Recast the records, from the start through the line with "x=133 y=118", as a two-column CSV headed instruction and result, one row per record with its text and its answer, each in one quoted field with line breaks turned into spaces. Leave the pictures out.
──────
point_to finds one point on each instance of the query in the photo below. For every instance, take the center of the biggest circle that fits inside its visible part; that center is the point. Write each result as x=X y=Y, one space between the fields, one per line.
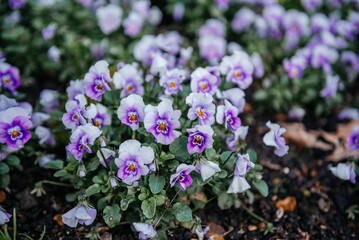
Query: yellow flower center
x=162 y=127
x=131 y=167
x=97 y=123
x=14 y=133
x=133 y=118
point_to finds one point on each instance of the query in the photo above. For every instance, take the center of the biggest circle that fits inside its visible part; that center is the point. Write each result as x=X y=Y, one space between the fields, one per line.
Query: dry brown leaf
x=288 y=204
x=2 y=196
x=252 y=228
x=298 y=135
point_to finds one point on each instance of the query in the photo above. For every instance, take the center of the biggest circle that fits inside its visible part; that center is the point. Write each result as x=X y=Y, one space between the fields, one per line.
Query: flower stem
x=252 y=213
x=55 y=183
x=158 y=221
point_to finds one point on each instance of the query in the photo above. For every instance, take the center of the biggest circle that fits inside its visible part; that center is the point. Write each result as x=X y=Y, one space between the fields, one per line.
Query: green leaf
x=149 y=207
x=252 y=155
x=4 y=180
x=12 y=160
x=60 y=173
x=182 y=212
x=156 y=183
x=112 y=215
x=93 y=189
x=4 y=168
x=262 y=187
x=54 y=164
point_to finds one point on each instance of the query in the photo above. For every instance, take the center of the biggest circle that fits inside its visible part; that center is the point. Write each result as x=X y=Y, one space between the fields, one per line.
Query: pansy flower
x=202 y=107
x=182 y=176
x=203 y=81
x=9 y=77
x=4 y=217
x=97 y=79
x=274 y=138
x=207 y=168
x=75 y=88
x=133 y=24
x=129 y=79
x=228 y=114
x=14 y=125
x=146 y=230
x=102 y=117
x=238 y=68
x=212 y=48
x=82 y=138
x=172 y=80
x=161 y=121
x=331 y=87
x=353 y=139
x=200 y=138
x=76 y=112
x=132 y=161
x=240 y=133
x=131 y=111
x=107 y=156
x=239 y=183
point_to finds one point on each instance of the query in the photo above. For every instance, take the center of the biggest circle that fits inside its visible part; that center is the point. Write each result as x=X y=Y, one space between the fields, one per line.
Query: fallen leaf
x=58 y=219
x=252 y=228
x=288 y=204
x=334 y=141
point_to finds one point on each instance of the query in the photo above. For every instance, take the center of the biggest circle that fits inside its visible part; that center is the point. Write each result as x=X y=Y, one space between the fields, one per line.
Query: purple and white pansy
x=200 y=138
x=182 y=176
x=81 y=139
x=161 y=122
x=228 y=114
x=274 y=138
x=239 y=183
x=238 y=68
x=131 y=111
x=97 y=79
x=133 y=160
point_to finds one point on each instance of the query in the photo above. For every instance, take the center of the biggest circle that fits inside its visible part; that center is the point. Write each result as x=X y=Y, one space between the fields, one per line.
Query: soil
x=319 y=214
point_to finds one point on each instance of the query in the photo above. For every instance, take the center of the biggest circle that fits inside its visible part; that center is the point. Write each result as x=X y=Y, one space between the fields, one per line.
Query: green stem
x=252 y=213
x=204 y=204
x=103 y=156
x=227 y=159
x=55 y=183
x=158 y=221
x=14 y=222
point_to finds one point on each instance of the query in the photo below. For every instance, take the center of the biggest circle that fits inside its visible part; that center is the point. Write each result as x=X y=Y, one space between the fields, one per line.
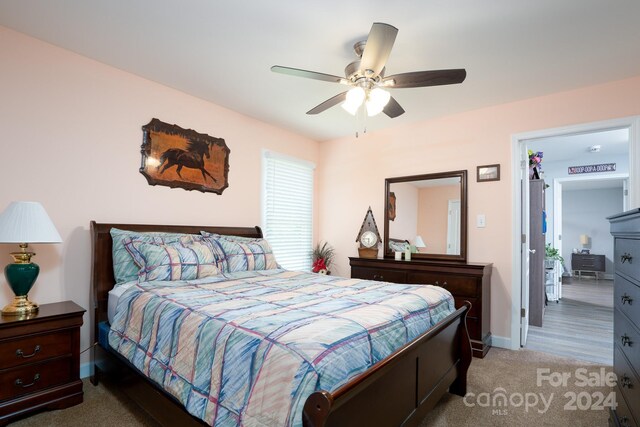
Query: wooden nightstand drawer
x=31 y=378
x=40 y=360
x=459 y=286
x=34 y=348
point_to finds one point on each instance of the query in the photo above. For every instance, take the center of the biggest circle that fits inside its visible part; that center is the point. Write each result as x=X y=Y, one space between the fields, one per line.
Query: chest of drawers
x=625 y=228
x=40 y=360
x=466 y=282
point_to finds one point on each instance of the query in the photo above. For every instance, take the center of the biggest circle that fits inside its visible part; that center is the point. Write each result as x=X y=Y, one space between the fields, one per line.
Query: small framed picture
x=488 y=173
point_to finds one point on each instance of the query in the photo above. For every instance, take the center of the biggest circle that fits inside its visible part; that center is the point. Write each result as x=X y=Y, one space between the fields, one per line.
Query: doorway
x=520 y=219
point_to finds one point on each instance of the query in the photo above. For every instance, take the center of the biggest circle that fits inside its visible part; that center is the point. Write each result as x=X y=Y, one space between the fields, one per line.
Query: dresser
x=466 y=282
x=588 y=262
x=625 y=228
x=40 y=360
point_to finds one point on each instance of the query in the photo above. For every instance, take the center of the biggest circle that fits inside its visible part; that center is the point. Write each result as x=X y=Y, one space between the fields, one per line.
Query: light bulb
x=376 y=101
x=354 y=99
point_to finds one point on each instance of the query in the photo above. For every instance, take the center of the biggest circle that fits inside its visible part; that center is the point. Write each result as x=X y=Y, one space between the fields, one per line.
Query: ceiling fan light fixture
x=377 y=99
x=354 y=100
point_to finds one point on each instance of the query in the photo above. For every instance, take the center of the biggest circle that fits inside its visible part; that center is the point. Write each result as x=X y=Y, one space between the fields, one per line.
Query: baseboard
x=85 y=370
x=501 y=342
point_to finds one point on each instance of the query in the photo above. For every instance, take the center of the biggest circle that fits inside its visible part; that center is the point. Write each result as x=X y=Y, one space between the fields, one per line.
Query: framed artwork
x=391 y=206
x=488 y=173
x=183 y=158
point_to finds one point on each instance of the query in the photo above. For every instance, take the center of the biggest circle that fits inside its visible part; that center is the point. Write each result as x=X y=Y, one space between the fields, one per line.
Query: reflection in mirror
x=426 y=214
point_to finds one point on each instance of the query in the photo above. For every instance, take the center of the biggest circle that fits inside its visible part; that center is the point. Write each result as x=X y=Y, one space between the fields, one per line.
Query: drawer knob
x=19 y=352
x=625 y=381
x=19 y=382
x=626 y=299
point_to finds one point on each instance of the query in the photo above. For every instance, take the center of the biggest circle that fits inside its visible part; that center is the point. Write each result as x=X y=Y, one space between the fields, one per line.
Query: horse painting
x=193 y=157
x=183 y=158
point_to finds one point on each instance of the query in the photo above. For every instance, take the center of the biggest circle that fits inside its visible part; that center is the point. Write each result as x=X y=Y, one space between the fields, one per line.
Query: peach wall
x=406 y=223
x=433 y=216
x=351 y=172
x=71 y=140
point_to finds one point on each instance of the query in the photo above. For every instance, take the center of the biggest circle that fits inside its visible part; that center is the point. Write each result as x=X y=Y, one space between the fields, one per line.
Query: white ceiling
x=576 y=147
x=222 y=50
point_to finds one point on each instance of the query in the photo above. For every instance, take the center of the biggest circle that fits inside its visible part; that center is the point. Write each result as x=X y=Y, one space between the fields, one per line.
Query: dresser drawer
x=37 y=376
x=627 y=338
x=628 y=383
x=623 y=414
x=626 y=297
x=34 y=348
x=380 y=274
x=626 y=257
x=459 y=286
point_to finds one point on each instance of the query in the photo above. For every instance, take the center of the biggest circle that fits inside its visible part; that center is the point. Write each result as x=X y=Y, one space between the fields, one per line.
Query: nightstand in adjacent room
x=40 y=360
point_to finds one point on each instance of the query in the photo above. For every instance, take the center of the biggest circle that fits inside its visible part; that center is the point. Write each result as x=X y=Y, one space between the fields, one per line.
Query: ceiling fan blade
x=378 y=47
x=393 y=109
x=308 y=74
x=425 y=78
x=328 y=103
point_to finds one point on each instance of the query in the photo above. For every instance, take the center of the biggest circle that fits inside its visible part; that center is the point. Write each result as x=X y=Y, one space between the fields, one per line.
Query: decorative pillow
x=182 y=260
x=242 y=253
x=124 y=267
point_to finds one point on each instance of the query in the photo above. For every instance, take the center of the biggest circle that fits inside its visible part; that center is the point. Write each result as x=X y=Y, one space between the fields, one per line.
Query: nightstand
x=40 y=360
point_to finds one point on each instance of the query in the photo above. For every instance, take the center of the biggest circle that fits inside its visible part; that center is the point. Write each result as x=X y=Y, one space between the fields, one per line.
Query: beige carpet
x=513 y=371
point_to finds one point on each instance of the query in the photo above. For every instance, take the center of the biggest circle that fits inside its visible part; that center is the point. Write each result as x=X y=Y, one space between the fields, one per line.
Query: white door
x=524 y=246
x=453 y=228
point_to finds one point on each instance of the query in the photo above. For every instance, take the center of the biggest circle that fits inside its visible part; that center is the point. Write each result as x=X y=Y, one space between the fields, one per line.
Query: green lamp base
x=21 y=277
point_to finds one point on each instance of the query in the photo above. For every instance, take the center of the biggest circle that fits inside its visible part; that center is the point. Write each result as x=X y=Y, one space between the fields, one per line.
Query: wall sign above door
x=604 y=167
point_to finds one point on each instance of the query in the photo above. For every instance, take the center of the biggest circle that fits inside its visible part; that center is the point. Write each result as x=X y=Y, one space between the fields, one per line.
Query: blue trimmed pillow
x=124 y=267
x=186 y=259
x=242 y=253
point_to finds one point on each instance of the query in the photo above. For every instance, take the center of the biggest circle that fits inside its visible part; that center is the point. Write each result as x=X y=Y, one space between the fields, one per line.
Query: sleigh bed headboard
x=102 y=278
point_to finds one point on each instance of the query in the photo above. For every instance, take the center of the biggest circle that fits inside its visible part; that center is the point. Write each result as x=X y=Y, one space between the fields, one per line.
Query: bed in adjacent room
x=209 y=325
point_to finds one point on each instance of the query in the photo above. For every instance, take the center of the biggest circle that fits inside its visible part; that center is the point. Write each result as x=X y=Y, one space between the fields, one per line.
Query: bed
x=398 y=390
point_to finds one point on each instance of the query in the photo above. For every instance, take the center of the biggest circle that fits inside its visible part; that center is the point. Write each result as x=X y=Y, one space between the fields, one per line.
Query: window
x=287 y=209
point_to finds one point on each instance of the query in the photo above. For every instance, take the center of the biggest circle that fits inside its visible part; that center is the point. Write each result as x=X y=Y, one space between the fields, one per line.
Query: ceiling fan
x=366 y=76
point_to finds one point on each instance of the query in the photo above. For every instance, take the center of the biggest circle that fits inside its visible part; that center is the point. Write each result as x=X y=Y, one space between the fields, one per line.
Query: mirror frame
x=462 y=174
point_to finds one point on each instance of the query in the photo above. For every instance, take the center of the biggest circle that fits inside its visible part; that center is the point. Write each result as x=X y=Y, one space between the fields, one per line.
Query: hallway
x=580 y=325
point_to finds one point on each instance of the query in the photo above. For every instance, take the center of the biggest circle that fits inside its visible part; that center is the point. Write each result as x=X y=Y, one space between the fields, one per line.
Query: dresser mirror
x=427 y=214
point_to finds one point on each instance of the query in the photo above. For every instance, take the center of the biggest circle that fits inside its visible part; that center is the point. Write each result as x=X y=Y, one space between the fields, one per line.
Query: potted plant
x=322 y=256
x=552 y=254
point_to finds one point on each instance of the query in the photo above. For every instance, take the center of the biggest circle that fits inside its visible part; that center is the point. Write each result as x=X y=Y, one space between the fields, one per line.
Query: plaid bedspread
x=249 y=348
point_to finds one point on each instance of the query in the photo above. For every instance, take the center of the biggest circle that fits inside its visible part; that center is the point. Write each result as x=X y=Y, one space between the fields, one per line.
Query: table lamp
x=24 y=223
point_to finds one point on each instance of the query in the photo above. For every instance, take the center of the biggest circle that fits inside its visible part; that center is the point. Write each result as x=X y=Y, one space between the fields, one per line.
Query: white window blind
x=288 y=208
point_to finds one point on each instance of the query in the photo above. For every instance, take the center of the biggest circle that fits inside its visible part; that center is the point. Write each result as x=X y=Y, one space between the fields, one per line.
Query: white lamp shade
x=27 y=222
x=377 y=100
x=354 y=99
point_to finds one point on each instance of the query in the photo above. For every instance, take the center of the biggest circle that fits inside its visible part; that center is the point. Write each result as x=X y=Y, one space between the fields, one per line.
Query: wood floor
x=580 y=325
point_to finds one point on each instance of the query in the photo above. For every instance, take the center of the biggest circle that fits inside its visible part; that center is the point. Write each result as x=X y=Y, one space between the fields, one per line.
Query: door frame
x=557 y=199
x=518 y=146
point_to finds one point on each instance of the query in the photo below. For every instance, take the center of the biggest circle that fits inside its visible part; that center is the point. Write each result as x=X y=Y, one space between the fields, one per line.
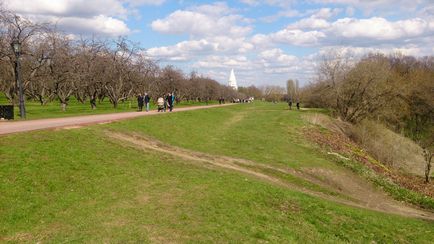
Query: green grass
x=34 y=110
x=81 y=186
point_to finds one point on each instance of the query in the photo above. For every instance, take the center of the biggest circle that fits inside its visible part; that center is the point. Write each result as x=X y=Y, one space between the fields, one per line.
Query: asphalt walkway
x=9 y=127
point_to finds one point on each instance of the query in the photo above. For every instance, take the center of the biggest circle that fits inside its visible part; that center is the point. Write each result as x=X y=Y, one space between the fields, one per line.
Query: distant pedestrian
x=169 y=102
x=140 y=102
x=173 y=101
x=147 y=99
x=160 y=104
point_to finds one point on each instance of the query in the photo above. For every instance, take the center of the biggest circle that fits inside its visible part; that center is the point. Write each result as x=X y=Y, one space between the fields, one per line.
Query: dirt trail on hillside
x=351 y=190
x=9 y=127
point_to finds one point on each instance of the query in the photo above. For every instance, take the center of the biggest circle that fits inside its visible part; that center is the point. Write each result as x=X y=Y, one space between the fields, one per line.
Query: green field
x=35 y=110
x=83 y=185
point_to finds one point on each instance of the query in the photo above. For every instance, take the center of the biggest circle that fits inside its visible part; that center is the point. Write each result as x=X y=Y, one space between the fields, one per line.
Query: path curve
x=8 y=127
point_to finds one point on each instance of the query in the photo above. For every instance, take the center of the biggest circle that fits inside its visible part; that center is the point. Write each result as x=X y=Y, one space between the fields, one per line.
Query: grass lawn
x=82 y=186
x=34 y=110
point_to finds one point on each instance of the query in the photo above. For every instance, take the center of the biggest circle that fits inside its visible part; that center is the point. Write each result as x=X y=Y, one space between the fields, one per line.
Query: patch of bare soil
x=341 y=144
x=357 y=192
x=235 y=119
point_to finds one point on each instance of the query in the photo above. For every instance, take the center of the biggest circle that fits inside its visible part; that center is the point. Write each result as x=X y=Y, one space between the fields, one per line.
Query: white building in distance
x=233 y=81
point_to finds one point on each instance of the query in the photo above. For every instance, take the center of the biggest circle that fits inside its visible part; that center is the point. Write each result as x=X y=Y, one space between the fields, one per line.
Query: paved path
x=39 y=124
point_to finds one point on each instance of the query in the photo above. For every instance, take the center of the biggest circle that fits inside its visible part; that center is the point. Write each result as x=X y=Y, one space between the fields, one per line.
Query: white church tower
x=232 y=81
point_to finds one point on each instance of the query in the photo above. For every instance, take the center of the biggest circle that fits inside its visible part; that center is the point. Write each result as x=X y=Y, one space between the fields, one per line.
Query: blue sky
x=266 y=42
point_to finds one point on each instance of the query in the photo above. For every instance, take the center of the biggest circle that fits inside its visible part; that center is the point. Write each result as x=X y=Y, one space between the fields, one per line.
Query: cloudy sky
x=266 y=42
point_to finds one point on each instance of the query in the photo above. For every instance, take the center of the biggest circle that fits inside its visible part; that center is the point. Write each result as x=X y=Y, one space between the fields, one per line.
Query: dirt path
x=351 y=189
x=73 y=122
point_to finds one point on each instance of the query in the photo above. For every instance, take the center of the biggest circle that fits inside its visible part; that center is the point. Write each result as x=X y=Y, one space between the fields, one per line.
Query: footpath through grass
x=81 y=186
x=34 y=110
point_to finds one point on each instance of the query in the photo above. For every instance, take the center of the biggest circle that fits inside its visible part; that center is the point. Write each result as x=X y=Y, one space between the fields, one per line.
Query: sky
x=265 y=42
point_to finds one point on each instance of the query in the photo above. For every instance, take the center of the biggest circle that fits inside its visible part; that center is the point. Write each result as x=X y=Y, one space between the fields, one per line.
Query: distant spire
x=232 y=80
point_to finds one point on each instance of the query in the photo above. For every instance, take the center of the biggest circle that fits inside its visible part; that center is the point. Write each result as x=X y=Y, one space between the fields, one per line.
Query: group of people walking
x=166 y=103
x=143 y=100
x=290 y=105
x=163 y=103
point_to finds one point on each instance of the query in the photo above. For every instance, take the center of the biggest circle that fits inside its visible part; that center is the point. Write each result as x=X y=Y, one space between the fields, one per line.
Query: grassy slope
x=52 y=110
x=88 y=188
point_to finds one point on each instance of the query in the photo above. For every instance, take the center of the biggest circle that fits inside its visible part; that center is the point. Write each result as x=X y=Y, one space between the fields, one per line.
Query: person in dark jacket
x=140 y=102
x=147 y=100
x=169 y=102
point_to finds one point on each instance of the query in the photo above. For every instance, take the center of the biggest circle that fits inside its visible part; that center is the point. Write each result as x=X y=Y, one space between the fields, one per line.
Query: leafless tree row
x=54 y=66
x=396 y=90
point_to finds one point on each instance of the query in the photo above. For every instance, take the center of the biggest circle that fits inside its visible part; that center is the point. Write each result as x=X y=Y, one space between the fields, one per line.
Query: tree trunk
x=93 y=103
x=63 y=106
x=428 y=159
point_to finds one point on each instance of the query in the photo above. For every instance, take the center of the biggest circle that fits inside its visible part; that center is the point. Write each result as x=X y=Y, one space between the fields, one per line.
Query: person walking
x=169 y=102
x=147 y=100
x=140 y=102
x=160 y=104
x=173 y=101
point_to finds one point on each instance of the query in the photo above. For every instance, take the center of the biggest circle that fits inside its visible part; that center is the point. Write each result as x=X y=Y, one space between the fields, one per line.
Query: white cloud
x=145 y=2
x=99 y=24
x=379 y=28
x=203 y=21
x=103 y=17
x=377 y=6
x=67 y=8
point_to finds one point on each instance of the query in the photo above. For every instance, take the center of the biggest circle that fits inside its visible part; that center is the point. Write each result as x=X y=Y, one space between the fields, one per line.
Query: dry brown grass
x=383 y=144
x=369 y=144
x=389 y=147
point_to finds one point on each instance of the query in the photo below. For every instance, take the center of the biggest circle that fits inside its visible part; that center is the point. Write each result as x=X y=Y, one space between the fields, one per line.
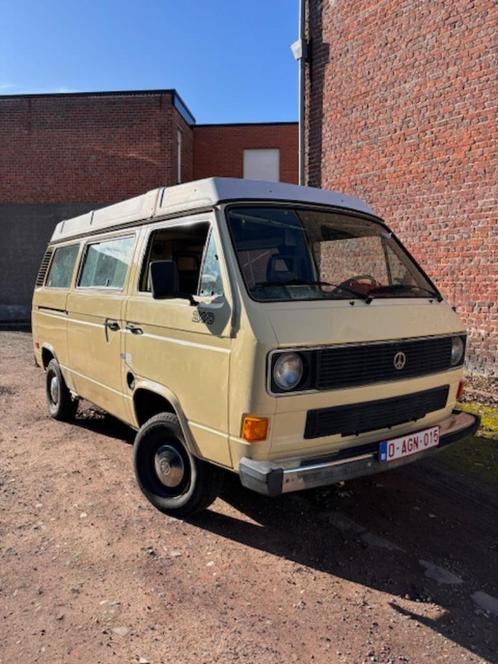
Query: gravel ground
x=402 y=567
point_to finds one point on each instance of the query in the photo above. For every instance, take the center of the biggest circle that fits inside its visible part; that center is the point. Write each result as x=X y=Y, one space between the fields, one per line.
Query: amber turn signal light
x=254 y=429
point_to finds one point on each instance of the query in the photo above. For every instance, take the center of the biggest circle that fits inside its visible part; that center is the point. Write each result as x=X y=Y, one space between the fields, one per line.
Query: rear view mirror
x=164 y=281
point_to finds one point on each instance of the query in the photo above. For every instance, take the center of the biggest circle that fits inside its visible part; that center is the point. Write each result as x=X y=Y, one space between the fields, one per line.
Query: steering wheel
x=359 y=280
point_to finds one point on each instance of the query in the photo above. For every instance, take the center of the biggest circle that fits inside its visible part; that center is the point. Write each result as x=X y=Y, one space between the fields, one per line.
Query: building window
x=62 y=266
x=178 y=156
x=262 y=164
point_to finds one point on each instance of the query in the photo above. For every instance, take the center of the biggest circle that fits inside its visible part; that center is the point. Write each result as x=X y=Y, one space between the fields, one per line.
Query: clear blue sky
x=229 y=59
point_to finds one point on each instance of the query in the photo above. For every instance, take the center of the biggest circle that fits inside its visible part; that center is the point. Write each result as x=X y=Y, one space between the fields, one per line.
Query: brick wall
x=73 y=148
x=219 y=149
x=402 y=111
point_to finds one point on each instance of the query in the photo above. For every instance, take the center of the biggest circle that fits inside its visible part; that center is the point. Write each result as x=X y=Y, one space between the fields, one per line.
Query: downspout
x=300 y=51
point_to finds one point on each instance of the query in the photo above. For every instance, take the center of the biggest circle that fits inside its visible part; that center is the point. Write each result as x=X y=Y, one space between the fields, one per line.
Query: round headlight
x=457 y=348
x=288 y=371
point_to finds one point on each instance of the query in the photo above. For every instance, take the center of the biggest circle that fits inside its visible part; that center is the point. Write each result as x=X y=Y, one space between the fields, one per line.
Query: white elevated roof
x=197 y=195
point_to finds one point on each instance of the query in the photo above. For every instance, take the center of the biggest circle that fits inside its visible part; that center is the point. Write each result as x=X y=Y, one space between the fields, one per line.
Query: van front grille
x=40 y=279
x=347 y=366
x=372 y=415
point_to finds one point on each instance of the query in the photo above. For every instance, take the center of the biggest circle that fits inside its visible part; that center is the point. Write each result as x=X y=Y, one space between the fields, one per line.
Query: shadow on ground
x=375 y=532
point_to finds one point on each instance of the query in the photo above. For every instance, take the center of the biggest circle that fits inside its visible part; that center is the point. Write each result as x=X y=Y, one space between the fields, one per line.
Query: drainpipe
x=300 y=52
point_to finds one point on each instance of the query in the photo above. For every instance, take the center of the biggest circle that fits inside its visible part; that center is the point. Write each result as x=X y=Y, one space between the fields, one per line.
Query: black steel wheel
x=171 y=478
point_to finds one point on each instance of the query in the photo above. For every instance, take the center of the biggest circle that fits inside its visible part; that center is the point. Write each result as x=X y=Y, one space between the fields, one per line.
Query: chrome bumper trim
x=272 y=479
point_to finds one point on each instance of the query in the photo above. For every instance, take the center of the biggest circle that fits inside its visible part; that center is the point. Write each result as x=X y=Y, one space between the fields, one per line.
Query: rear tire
x=170 y=477
x=61 y=404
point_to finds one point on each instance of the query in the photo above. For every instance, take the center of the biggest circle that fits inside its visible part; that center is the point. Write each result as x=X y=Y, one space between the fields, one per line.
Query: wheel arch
x=150 y=398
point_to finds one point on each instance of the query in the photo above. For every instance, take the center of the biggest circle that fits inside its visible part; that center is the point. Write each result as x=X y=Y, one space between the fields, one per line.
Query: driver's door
x=183 y=347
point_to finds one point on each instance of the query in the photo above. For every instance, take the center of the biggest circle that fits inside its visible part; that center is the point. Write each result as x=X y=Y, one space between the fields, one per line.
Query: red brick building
x=401 y=110
x=64 y=154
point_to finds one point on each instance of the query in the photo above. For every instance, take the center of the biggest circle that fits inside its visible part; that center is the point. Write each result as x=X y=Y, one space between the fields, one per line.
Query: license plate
x=407 y=445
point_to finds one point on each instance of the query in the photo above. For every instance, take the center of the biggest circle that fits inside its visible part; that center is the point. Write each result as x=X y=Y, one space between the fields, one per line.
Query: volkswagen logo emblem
x=399 y=360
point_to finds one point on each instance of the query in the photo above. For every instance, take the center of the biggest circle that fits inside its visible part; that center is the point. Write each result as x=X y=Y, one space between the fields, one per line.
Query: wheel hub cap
x=169 y=466
x=54 y=389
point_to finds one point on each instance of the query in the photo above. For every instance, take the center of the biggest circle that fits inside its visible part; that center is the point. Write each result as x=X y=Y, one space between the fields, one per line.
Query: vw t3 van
x=279 y=332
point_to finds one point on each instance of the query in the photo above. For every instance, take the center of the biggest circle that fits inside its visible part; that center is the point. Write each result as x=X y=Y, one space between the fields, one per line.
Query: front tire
x=61 y=404
x=170 y=477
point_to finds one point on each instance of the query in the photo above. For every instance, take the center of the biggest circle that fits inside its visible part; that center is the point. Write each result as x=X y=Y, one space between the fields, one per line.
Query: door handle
x=134 y=329
x=112 y=325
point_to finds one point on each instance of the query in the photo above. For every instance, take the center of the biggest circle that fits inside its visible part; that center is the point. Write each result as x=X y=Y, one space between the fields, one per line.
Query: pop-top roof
x=197 y=195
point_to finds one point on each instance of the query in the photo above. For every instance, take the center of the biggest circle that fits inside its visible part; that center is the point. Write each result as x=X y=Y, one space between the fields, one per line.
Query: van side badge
x=399 y=360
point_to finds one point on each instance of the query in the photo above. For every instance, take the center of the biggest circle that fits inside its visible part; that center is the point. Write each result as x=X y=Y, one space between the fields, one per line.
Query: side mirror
x=164 y=281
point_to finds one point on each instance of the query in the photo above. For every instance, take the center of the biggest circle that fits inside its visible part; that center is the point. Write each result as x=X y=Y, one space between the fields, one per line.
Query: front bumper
x=272 y=479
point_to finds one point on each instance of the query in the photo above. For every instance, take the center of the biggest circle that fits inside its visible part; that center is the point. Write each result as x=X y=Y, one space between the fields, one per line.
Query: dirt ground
x=400 y=567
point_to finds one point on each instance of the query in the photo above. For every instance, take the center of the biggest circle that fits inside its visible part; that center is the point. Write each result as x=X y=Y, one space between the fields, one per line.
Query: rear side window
x=62 y=266
x=106 y=263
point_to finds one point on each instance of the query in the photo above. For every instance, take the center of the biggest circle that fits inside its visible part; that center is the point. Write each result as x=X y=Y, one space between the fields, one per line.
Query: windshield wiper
x=301 y=282
x=411 y=287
──────
Completed exercise —
instruction,result
"point_to finds one point on each instance of the query in the photo below. For every instance, take the center of the biggest circle that fits inside its visible part; that center is the point. Write each result as x=X y=Y, one space between the fields, one per line. Query: yellow flower center","x=162 y=127 x=131 y=167 x=97 y=123 x=14 y=133 x=133 y=118"